▶

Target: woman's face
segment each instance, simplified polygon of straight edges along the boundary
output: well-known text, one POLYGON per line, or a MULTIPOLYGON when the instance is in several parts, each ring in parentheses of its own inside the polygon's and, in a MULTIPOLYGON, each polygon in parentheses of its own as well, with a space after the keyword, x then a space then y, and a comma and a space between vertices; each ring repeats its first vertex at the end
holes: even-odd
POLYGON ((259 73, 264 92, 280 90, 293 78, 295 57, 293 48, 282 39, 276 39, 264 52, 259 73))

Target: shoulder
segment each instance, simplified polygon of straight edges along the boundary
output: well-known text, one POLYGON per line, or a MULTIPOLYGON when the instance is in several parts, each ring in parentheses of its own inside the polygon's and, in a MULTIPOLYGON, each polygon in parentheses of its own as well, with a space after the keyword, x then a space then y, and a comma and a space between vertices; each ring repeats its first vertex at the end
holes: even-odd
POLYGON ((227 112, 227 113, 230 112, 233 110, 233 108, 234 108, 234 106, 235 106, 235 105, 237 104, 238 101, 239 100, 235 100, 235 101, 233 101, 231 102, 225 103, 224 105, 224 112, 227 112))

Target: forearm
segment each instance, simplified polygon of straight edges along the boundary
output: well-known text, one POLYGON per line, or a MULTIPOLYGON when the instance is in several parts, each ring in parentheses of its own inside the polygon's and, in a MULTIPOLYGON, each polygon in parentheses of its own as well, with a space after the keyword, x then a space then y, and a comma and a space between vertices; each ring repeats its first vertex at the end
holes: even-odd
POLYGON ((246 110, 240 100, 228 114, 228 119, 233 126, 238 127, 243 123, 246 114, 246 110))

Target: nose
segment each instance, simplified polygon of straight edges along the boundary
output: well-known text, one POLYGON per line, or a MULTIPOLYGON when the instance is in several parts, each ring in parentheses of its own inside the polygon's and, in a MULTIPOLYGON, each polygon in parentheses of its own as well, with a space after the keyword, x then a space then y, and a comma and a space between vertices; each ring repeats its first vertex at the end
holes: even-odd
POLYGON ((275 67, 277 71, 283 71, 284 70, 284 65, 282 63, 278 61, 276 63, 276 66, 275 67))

◀

Copy out all of the records, swapping "simplified polygon" for "rough polygon" wherever it occurs and leaving everything else as it is.

Target: woman's face
segment each instance, rough polygon of straight edges along the boundary
output: well-known text, one POLYGON per line, or a MULTIPOLYGON when the instance is in several parts, each ring in parentheses of its own inside the polygon's and, in a MULTIPOLYGON, each polygon in parentheses of its own as well, with a space after the keyword, x then a space then y, and a comma and a space between vertices; each ring repeats its first vertex at the end
holes: even-odd
POLYGON ((259 73, 264 92, 280 90, 293 78, 295 57, 293 48, 282 39, 276 39, 264 52, 259 73))

Target: shoulder
segment each instance, rough polygon of straight edges along the boundary
output: well-known text, one POLYGON per line, or a MULTIPOLYGON when the instance is in several parts, each ring in parentheses of its own inside the polygon's and, in a MULTIPOLYGON, each polygon in parentheses of its own as well, with a space after the keyword, x then a space then y, and a comma and a space between vertices; each ring repeats its first vertex at the end
holes: even-odd
POLYGON ((227 112, 227 113, 230 112, 233 110, 233 108, 234 108, 234 106, 235 106, 235 105, 237 104, 238 101, 239 100, 235 100, 235 101, 233 101, 231 102, 225 103, 224 105, 224 112, 227 112))

Target: forearm
segment each instance, rough polygon of straight edges along the boundary
output: well-known text, one POLYGON per line, or a MULTIPOLYGON when the instance is in several parts, each ring in parentheses of its own inside the polygon's and, in a MULTIPOLYGON, each polygon in parentheses of its own as well, with a space after the keyword, x then a space then y, and a comma and a space between vertices; each ring repeats its first vertex at the end
holes: even-odd
POLYGON ((246 110, 240 100, 228 114, 228 119, 233 126, 238 127, 243 123, 246 114, 246 110))

Target: nose
segment each instance, rough polygon of straight edges along the boundary
output: well-known text, one POLYGON per line, or a MULTIPOLYGON when the instance is in several parts, each ring in parentheses of its own inside the polygon's and, in a MULTIPOLYGON, each polygon in parentheses of its own as well, with a space after the keyword, x then a space then y, and a comma and a space between vertices; each ring repeats its first vertex at the end
holes: even-odd
POLYGON ((275 67, 277 71, 283 71, 284 70, 284 65, 282 63, 278 61, 276 63, 276 66, 275 67))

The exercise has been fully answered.